══ Quoted text
# Does the stock Jetta stereo have RCA connections?



## rittali (May 3, 2002)

I want to install a Bazooka bass tube but it connects with RCA plugs. Does anyone have pointers or instructions on how to remove the stereo?


----------



## user name unknown (Sep 2, 2001)

*Re: Does the stock Jetta stereo have RCA connections? (rittali)*

Nope...
You will have to splice a "line out converter" into the wires that connect into the Monsoon amp...


----------



## rittali (May 3, 2002)

*Re: Does the stock Jetta stereo have RCA connections? (user name unknown)*

I don't have a monsoon system..at least I don't think I do...it's the regular stereo system...do I still need the line out converter?


----------



## user name unknown (Sep 2, 2001)

*Re: Does the stock Jetta stereo have RCA connections? (rittali)*

no matter if you do or don't have a Monsoon system...you still need to go with the line out converter...it is very easy to hook up


----------



## rittali (May 3, 2002)

*Re: Does the stock Jetta stereo have RCA connections? (user name unknown)*

thanks for the help....I will basically be hooking up the subwoofer to the line out converter and then the line out converter to the amp right? Where is the stock amp?

tia


----------



## MojoMan (May 8, 2000)

*Re: Does the stock Jetta stereo have RCA connections? (rittali)*

rittali,
Actually, if you do not have Monsoon, there *is* a way to get RCA line-level outputs from your stock head unit. You would need to get a Blaupunkt F00E500014 line-out adapter (these cost about $6-7):
http://www.continentalimports.com/f00e500014.html 
This plugs into the back of your head unit (or, alternatively, you can remove the pins from this connector and insert them into an existing, empty, connector on the back of the head unit). Here is a different view of the Blaupunkt adapter:
http://www.exelaris.com/ttaudio/blau_adapter.jpg 
On the pictures in the links above, you can see a blue wire along with the RCA leads. This is the remote amp turn-on lead, which you might need to run back to your Bazooka to tell it when to turn on & when to turn off (I don't have a Bazooka and don't know whether it turns on & off by sensing voltage in the speaker wires or whether it needs a separate turn-on lead).
Here are some pictures of someone modifying the Blaupunkt adapter to integrate the wires into the connector on the back of an Audi head unit (which is essentially the same head unit as the single-DIN head unit in late-model VWs) to send signals to an external amplifier:
http://www.exelaris.com/ttaudio/TT_Audio_Receiver.html 
Regarding how to remove the head unit: It's very easy. You find the vertical slots on the left and right side of the head unit, cut an old credit card into 2 strips which fit into those slots. Then push the strips of credit card into the slots until you feel them push something out of the way (they are pushing clips out of locking slots, enabling you to then grasp the head unit and pull it out). I haven't done this myself, so I will let someone else give you more details.
As far as "Where is the stock amp?" goes, the Monsoon has an external amp. The non-Monsoon VW stereo does not have an external amp - the only amplification you get is what's in the head unit itself. If you did have Monsoon, you would find the amp in the trunk hanging under the rear shelf, ahead of the trunklid.
════
Parts of the exercise ::
a - Please quote the Jetta stereo thread from "# Does the stock" to "remove the stereo?", word for word.
b - Find every line in the listing that contains the string "meadow" with matching case, and copy each of those lines.
══ Information shown
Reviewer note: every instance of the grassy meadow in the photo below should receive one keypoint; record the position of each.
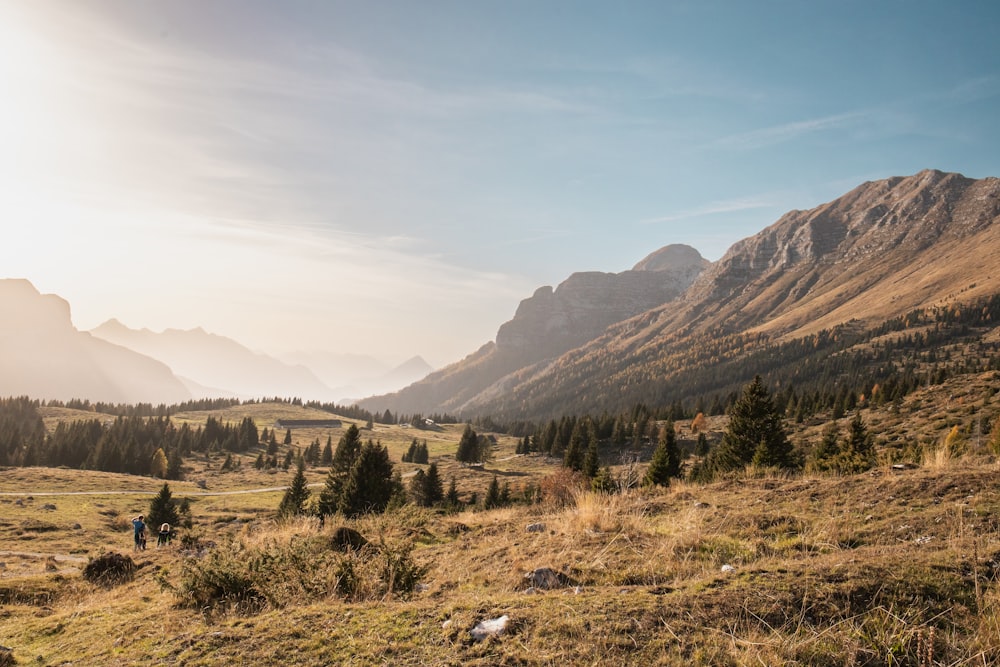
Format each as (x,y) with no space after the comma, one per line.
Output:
(890,567)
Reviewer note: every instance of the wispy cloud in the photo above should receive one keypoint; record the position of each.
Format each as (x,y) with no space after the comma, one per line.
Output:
(712,208)
(778,134)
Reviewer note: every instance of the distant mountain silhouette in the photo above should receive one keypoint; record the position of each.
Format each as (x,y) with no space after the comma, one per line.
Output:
(354,376)
(550,323)
(216,365)
(42,355)
(884,249)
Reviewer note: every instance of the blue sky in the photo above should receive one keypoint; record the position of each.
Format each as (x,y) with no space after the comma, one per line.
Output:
(393,177)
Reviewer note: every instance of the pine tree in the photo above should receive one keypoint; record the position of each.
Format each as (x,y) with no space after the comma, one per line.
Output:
(451,498)
(433,489)
(420,455)
(174,469)
(492,498)
(369,485)
(468,447)
(859,449)
(163,509)
(158,466)
(666,459)
(348,448)
(418,489)
(755,433)
(592,457)
(701,447)
(575,450)
(293,503)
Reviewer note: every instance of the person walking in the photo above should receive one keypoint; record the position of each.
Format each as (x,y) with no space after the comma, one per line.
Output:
(139,530)
(163,537)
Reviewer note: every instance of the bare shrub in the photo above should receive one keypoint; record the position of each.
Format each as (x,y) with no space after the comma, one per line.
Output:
(110,569)
(560,488)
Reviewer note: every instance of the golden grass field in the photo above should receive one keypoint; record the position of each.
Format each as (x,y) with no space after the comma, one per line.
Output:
(891,567)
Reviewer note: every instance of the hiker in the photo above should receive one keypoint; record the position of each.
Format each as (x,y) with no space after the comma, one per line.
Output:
(163,537)
(139,528)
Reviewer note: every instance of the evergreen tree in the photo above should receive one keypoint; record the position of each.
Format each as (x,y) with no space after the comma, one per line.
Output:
(408,455)
(592,457)
(348,448)
(369,485)
(859,449)
(666,459)
(163,509)
(492,498)
(293,503)
(418,489)
(755,433)
(604,481)
(433,489)
(451,498)
(575,450)
(174,469)
(468,447)
(824,454)
(701,447)
(420,455)
(158,466)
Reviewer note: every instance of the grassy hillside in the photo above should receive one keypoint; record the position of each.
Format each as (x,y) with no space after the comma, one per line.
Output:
(892,567)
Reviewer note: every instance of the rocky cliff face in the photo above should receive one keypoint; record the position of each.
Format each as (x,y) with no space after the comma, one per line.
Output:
(881,240)
(548,324)
(585,304)
(880,251)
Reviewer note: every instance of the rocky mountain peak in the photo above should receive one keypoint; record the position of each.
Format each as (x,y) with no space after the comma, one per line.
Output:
(551,322)
(675,257)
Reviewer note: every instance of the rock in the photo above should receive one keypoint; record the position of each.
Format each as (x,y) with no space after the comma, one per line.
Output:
(489,628)
(545,578)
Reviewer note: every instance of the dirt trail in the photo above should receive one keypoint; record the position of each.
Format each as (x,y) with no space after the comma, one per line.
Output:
(59,558)
(24,494)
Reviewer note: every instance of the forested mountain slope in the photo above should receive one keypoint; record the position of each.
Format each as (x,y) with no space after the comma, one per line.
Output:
(44,356)
(552,322)
(858,291)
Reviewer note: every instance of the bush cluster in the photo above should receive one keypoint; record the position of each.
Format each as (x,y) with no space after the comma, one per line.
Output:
(247,578)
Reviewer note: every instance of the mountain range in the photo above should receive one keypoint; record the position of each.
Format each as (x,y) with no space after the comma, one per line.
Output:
(44,356)
(807,301)
(883,250)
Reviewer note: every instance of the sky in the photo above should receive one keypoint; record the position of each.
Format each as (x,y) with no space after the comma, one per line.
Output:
(392,178)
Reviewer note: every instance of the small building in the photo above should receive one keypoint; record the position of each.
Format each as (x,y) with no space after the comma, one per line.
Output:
(307,423)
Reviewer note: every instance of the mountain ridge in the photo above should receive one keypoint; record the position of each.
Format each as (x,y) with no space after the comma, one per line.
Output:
(881,250)
(44,356)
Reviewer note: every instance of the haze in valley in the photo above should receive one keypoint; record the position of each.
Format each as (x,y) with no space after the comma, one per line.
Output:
(390,179)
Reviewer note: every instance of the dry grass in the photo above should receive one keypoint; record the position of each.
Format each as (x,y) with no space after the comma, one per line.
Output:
(889,567)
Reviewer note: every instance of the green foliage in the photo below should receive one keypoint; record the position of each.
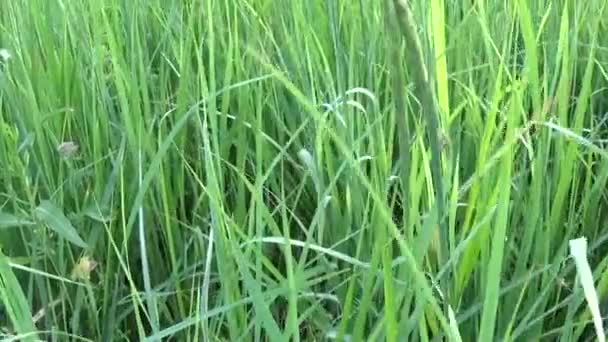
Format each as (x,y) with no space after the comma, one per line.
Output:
(301,170)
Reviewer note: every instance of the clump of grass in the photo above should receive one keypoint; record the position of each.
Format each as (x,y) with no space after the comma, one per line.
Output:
(304,170)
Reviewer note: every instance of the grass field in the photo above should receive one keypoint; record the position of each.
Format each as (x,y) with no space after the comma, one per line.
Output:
(262,170)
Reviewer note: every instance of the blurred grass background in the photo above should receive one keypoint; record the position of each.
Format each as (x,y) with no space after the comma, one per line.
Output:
(270,170)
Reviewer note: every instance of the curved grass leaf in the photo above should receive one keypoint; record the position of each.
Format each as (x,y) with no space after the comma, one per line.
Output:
(54,218)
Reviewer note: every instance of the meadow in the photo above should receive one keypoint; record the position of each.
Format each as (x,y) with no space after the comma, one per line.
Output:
(262,170)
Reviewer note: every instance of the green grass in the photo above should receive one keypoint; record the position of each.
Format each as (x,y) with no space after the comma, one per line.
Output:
(301,170)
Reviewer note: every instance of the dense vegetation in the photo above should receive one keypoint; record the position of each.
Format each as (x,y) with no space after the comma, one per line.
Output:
(301,170)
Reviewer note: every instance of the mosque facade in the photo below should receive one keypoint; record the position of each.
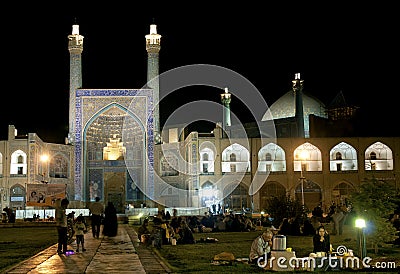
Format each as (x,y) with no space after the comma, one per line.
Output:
(115,150)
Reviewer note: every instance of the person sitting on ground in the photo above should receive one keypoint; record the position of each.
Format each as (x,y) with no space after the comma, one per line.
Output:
(185,234)
(321,241)
(261,247)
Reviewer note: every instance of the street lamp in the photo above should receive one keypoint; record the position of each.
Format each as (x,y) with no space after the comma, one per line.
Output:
(303,157)
(360,224)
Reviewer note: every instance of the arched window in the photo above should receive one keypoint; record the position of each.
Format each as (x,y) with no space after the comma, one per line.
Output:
(59,166)
(207,152)
(307,157)
(378,156)
(237,155)
(18,163)
(271,157)
(20,159)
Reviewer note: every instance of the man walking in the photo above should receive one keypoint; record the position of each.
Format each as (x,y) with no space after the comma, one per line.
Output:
(61,223)
(96,210)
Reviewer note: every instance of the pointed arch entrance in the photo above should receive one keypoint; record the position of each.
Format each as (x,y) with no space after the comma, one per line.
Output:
(105,156)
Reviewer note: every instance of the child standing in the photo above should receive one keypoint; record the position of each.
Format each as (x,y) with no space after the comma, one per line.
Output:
(80,228)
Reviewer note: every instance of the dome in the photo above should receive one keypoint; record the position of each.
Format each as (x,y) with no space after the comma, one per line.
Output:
(285,107)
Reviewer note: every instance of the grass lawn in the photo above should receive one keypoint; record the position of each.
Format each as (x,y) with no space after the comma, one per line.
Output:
(197,258)
(20,243)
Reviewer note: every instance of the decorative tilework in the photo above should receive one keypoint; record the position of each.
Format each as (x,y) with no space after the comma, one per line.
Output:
(137,103)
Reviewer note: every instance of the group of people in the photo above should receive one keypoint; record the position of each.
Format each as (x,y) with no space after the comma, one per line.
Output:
(173,230)
(261,246)
(99,216)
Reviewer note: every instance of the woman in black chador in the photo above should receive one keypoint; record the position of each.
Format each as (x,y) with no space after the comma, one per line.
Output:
(110,220)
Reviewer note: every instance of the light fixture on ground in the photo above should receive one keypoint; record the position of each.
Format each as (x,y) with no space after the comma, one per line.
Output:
(360,224)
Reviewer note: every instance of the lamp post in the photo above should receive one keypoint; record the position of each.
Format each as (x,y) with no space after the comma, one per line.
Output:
(360,224)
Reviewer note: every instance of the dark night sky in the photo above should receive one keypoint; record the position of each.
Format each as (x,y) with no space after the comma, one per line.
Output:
(337,47)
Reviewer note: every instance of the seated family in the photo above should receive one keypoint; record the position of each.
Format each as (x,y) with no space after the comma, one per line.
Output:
(262,245)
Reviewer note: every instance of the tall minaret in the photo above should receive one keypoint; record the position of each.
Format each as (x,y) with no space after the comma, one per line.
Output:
(153,45)
(226,100)
(299,114)
(75,48)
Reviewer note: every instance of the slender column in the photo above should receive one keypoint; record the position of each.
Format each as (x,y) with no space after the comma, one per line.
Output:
(298,91)
(75,48)
(226,119)
(153,45)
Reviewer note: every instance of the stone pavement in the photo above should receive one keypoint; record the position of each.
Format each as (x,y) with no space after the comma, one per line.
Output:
(119,254)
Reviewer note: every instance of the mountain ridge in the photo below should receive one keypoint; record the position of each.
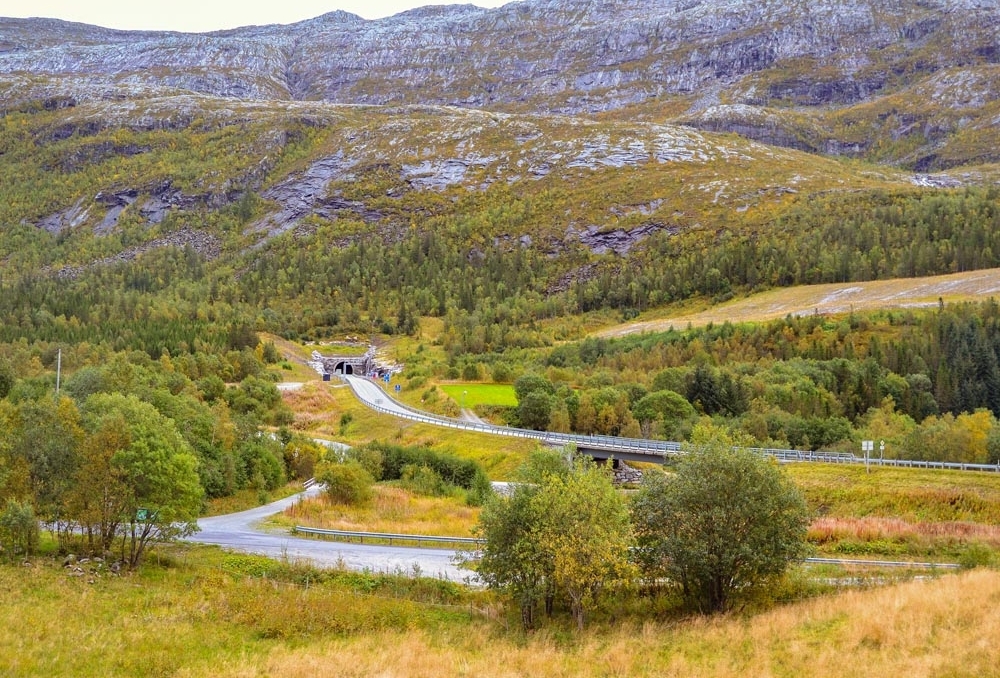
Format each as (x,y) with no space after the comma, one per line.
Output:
════
Full answers ::
a -
# Does the stock Jetta stereo have RCA connections?



## rittali (May 3, 2002)

I want to install a Bazooka bass tube but it connects with RCA plugs. Does anyone have pointers or instructions on how to remove the stereo?

b -
Reviewer note: every instance of the grassy meadow in the photo below should receive one keypoint; record the position of each.
Reviewer note: every instance of the meadow in the photo above should receive one keypoint; record the position of each.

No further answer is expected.